*What the task asks*
Output all of the data below exactly as given.

*Input data*
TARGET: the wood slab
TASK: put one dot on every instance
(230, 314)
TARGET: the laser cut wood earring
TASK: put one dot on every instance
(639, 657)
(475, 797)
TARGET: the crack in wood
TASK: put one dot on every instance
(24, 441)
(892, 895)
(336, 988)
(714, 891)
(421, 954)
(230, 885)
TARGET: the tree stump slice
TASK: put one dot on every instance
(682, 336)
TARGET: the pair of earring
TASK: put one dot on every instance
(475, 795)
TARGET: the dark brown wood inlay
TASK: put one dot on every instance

*Worked solution*
TARGET: the wood slab
TASK: put one dot on every instance
(230, 314)
TARGET: the laser cut wood earring
TASK: put one dot on every instance
(639, 657)
(475, 797)
TARGET: the crack in wood
TASK: put one dot on every instance
(24, 441)
(892, 895)
(336, 988)
(714, 891)
(421, 954)
(230, 885)
TARGET: the tree stump slice
TASK: put one dot on every instance
(682, 336)
TARGET: the pair of earring
TASK: put one dot on every instance
(475, 795)
TARGET: the dark brown wood inlay
TASK: put one dot on every instance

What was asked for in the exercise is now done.